Greek farmers drive their tractors as they gather during a protest against shrinking incomes, rising costs and what they say are increasingly onerous environmental rules, in Athens on Feb. 20, 2024.
Greek farmers drive their tractors as they gather during a protest against shrinking incomes, rising costs and what they say are increasingly onerous environmental rules, in Athens on Feb. 20, 2024.

Farmers are protesting across the European Union, saying they are facing rising costs and taxes, red tape, excessive environmental rules and competition from cheap food imports.

Demonstrations have been taking place for weeks in countries that include France, Germany, Belgium, the Netherlands, Poland, Spain, Italy and Greece.

While many issues are country-specific, others are Europewide. Here is a detailed look at the problems that have prompted the protest movement across the bloc and in individual nations.

Imports

Demonstrations in eastern Europe have focused on what farmers say is unfair competition from large amounts of imports from Ukraine, for which the EU has waived quotas and duties since Russia's invasion.

Polish farmers have been blocking traffic at the border with Ukraine, which Kyiv says is affecting its defense capability and helping Russia's aims.

Meanwhile, Czech farmers have driven their tractors into downtown Prague, disrupting traffic outside the farm ministry.

The farmers resent the imports because they say they put pressure on European prices while not meeting environmental standards imposed on EU farmers.

Renewed negotiations to conclude a trade deal between the EU and South American bloc Mercosur have also fanned discontent about unfair competition in sugar, grain and meat.

Rules and bureaucracy

Farmers take issue with excessive regulation, mainly at EU level. Center stage are new EU subsidy rules, such as a requirement to leave 4% of farmland fallow, which means not using it for a period of time.

They also denounce bureaucracy, which French farmers say their government compounds by overcomplicating implementation.

=== GOAL 1 ===
In the farmer protest article, what share of farmland do the new EU subsidy rules require to be left fallow?
=== GOAL 2 ===
Reproduce the farmer protest article word for word, everything from "Demonstrations have been" down to "helping Russia's aims.".

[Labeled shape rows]

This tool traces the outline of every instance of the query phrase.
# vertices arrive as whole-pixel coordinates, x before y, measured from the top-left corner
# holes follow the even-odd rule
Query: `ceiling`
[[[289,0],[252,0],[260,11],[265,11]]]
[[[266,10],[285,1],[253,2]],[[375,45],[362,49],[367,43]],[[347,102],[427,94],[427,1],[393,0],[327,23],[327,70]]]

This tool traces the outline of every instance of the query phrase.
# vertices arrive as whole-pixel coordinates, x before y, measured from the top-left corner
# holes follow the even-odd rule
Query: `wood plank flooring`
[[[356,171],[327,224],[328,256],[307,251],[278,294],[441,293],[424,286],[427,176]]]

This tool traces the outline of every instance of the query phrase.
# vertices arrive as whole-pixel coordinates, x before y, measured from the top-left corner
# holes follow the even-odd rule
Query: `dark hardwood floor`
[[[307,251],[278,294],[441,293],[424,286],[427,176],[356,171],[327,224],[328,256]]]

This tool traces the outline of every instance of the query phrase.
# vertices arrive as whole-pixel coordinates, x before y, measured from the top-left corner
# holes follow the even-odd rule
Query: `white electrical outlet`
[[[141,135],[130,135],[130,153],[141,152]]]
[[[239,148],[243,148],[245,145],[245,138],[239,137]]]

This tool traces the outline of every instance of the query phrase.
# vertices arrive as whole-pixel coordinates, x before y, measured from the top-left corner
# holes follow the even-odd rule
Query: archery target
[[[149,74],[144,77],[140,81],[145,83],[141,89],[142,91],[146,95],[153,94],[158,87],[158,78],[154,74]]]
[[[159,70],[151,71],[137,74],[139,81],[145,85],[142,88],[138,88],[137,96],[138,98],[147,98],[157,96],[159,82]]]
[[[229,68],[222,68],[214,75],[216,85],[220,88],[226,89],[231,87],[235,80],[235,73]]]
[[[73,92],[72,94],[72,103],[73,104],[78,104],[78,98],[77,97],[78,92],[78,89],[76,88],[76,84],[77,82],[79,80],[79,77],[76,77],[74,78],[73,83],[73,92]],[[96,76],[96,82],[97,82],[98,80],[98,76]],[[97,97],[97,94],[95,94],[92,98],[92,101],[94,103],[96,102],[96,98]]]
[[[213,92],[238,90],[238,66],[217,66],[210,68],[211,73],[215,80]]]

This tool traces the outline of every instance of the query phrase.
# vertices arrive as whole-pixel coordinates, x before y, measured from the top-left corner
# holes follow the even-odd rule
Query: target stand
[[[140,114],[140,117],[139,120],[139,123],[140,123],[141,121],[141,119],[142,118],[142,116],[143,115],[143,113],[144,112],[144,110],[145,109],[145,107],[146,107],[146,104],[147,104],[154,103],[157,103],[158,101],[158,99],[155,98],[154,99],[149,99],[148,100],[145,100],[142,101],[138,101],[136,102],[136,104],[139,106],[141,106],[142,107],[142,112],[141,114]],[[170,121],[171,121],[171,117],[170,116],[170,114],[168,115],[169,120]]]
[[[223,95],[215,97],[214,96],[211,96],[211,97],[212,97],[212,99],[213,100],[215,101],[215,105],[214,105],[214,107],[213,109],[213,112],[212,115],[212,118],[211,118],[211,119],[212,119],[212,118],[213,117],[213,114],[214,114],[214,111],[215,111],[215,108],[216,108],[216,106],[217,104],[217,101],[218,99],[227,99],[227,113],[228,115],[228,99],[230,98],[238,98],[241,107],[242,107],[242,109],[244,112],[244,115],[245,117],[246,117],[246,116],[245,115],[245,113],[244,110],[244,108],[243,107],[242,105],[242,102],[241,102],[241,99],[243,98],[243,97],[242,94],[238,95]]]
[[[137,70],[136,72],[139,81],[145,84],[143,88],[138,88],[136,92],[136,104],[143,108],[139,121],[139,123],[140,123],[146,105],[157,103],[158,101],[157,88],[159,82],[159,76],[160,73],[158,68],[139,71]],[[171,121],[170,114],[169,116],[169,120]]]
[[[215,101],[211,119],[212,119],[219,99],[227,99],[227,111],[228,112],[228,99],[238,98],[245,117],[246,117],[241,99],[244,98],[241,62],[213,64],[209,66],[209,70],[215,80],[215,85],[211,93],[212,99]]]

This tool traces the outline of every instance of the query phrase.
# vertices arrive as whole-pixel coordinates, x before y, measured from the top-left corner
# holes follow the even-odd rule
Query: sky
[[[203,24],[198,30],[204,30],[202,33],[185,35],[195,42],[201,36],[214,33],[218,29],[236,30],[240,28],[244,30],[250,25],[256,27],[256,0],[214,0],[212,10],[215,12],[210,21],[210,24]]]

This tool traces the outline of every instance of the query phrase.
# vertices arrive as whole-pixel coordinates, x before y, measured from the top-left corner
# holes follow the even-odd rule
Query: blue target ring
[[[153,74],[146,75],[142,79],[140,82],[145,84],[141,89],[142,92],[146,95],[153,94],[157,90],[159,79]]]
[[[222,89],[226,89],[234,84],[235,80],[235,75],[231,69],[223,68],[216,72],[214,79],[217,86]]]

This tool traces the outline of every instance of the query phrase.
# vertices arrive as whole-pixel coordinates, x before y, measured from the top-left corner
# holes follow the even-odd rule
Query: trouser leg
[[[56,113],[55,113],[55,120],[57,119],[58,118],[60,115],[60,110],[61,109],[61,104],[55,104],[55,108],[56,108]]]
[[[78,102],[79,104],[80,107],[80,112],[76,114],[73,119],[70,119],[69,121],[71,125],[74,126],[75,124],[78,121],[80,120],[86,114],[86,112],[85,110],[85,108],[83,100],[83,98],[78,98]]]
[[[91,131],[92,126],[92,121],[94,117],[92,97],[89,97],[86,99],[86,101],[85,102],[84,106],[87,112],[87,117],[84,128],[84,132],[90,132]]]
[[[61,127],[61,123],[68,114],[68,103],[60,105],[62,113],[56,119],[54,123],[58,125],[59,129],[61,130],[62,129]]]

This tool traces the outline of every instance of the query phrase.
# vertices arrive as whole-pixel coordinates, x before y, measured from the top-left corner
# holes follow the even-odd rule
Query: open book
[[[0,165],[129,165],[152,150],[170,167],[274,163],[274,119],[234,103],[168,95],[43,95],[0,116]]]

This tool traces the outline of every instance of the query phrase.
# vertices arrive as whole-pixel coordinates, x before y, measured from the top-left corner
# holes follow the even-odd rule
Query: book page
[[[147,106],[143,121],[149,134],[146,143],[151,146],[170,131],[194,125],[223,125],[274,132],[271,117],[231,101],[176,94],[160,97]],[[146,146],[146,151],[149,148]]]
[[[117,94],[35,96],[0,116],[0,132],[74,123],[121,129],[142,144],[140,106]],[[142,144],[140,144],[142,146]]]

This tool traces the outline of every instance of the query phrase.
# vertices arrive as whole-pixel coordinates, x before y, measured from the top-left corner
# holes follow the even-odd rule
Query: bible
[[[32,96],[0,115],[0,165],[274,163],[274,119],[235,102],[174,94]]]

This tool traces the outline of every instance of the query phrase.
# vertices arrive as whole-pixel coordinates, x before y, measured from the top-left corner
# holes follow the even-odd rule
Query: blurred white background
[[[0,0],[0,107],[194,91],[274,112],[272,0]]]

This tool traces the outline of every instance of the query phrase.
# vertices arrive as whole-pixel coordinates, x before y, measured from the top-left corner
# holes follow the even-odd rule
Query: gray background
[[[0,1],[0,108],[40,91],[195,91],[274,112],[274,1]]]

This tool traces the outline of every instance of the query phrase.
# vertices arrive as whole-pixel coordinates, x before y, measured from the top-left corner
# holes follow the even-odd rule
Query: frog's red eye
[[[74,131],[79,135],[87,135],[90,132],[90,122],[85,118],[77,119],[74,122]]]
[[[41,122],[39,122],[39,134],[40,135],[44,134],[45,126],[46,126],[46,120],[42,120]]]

=== SOLUTION 1 ===
4%

=== SOLUTION 2 ===
Demonstrations have been taking place for weeks in countries that include France, Germany, Belgium, the Netherlands, Poland, Spain, Italy and Greece.

While many issues are country-specific, others are Europewide. Here is a detailed look at the problems that have prompted the protest movement across the bloc and in individual nations.

Imports

Demonstrations in eastern Europe have focused on what farmers say is unfair competition from large amounts of imports from Ukraine, for which the EU has waived quotas and duties since Russia's invasion.

Polish farmers have been blocking traffic at the border with Ukraine, which Kyiv says is affecting its defense capability and helping Russia's aims.